### PASSAGE GIVEN

It says here that $\rho = \tau \sigma \tau^{-1}$, and if $\sigma(i) = j$, then $\rho(\tau(i)) = \tau(j)$. So take for example $\sigma = (1 3 2 4) (5 6)$ and $\rho = (5 2 3 1)(6 4)$. To find $\tau$, it says that you can just line up $\sigma$ and $\rho$ like so $$\begin{array}{cccccc} 1&3&2&4&5&6\\ 5&2&3&1&6&4 \end{array}$$ and take $\tau$ to be $(1 5 6 4)(2 3)$. I don't understand why lining up the permutations like this works in finding $\tau$, as it just looks like magic. The fact that $\rho(\tau(i)) = \tau(j)$ and $\rho = \tau \sigma \tau^{-1}$ doesn't seem to explain this phenomenon to me, while textbooks/online resources just brush it off as obvious as a result of the aforementioned equations, so is there an intuitive explanation for why this works?
i.e. If $\sigma(a_1) = a_2$, then $\tau \sigma \tau^{-1} (\tau(a_1)) = \tau(a_2)$. Why does this imply that $\tau \sigma \tau^{-1} = (\tau(a_1) \tau(a_2) ...)$?
Let $\sigma,\tau$ be a permutations on $\{1,\ldots, n\}$. If $\sigma$ is a cycle, say $\sigma=(i_1,\ldots i_k)$, then
$$\begin{align} \tau\sigma\tau^{-1}(\tau(i_j)) & = \tau\sigma(i_j)\\ & = \tau(i_{j'})\\ \end{align}$$ where $$j'=\begin{cases}j+1, & 1\le j<k\\1, & j=k\end{cases}.$$
So, $$\tau\sigma\tau^{-1}=(\tau(i_1)\tau(i_2)\ldots\tau(i_k)).$$

######

▶ **OBJECTIVE 1**: Echo the rows from their very start up to and including the line with "78 431 140 497", keeping every line unchanged.

### DATA ENTRIES

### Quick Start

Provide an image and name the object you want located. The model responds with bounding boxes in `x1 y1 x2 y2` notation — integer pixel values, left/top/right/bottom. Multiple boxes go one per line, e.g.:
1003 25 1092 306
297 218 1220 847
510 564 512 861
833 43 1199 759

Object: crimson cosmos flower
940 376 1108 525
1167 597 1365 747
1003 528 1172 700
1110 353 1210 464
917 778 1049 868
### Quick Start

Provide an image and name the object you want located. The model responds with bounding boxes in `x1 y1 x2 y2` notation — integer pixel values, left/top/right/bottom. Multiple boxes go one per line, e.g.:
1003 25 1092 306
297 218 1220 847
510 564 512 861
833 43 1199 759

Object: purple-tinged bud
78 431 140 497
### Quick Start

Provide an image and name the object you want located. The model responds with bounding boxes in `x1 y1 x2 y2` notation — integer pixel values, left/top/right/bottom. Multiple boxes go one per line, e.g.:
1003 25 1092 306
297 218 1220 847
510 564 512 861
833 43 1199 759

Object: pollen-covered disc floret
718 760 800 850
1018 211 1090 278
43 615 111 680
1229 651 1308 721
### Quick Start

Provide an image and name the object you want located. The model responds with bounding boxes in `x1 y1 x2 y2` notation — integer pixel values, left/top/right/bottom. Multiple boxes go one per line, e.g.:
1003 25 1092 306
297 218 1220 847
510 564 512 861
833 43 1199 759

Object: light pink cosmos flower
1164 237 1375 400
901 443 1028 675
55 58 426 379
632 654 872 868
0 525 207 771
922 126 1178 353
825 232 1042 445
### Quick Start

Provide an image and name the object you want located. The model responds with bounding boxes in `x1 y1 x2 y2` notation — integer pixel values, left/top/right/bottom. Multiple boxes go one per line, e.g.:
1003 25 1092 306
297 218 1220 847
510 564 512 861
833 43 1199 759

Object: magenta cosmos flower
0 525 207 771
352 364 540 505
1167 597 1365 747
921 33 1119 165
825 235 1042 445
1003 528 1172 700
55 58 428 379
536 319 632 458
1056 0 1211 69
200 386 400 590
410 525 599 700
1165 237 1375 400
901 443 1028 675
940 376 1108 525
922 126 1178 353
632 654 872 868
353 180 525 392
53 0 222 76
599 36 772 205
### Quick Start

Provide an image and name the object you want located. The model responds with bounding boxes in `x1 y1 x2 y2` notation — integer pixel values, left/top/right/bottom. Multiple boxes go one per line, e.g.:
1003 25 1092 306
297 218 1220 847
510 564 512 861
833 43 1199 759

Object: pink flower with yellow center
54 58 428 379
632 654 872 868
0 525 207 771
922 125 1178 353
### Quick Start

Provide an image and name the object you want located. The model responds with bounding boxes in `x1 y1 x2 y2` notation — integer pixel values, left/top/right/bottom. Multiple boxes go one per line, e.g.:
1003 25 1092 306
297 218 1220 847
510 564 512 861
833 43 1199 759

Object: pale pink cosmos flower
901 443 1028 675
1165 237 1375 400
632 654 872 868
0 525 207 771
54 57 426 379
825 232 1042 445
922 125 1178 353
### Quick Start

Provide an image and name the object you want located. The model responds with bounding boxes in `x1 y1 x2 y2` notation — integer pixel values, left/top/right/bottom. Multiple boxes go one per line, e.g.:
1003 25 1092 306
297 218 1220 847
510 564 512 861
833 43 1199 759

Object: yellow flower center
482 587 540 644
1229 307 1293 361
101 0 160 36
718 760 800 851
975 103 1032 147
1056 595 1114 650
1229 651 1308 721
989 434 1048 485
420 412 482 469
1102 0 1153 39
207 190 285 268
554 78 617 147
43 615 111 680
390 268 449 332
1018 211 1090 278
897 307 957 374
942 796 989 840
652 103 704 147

######

▶ **OBJECTIVE 2**: Duplicate the permutation thread word for word from "It says here" up to and including "why this works?".

▶ **WORKED SOLUTION 1**:
### Quick Start

Provide an image and name the object you want located. The model responds with bounding boxes in `x1 y1 x2 y2` notation — integer pixel values, left/top/right/bottom. Multiple boxes go one per line, e.g.:
1003 25 1092 306
297 218 1220 847
510 564 512 861
833 43 1199 759

Object: crimson cosmos flower
940 376 1108 525
1167 597 1365 747
1003 528 1172 700
1110 353 1210 464
917 778 1049 868
### Quick Start

Provide an image and name the object you want located. The model responds with bounding boxes in `x1 y1 x2 y2` notation — integer pixel values, left/top/right/bottom. Multiple boxes go one per line, e.g.:
1003 25 1092 306
297 218 1220 847
510 564 512 861
833 43 1199 759

Object: purple-tinged bud
78 431 140 497

▶ **WORKED SOLUTION 2**:
It says here that $\rho = \tau \sigma \tau^{-1}$, and if $\sigma(i) = j$, then $\rho(\tau(i)) = \tau(j)$. So take for example $\sigma = (1 3 2 4) (5 6)$ and $\rho = (5 2 3 1)(6 4)$. To find $\tau$, it says that you can just line up $\sigma$ and $\rho$ like so $$\begin{array}{cccccc} 1&3&2&4&5&6\\ 5&2&3&1&6&4 \end{array}$$ and take $\tau$ to be $(1 5 6 4)(2 3)$. I don't understand why lining up the permutations like this works in finding $\tau$, as it just looks like magic. The fact that $\rho(\tau(i)) = \tau(j)$ and $\rho = \tau \sigma \tau^{-1}$ doesn't seem to explain this phenomenon to me, while textbooks/online resources just brush it off as obvious as a result of the aforementioned equations, so is there an intuitive explanation for why this works?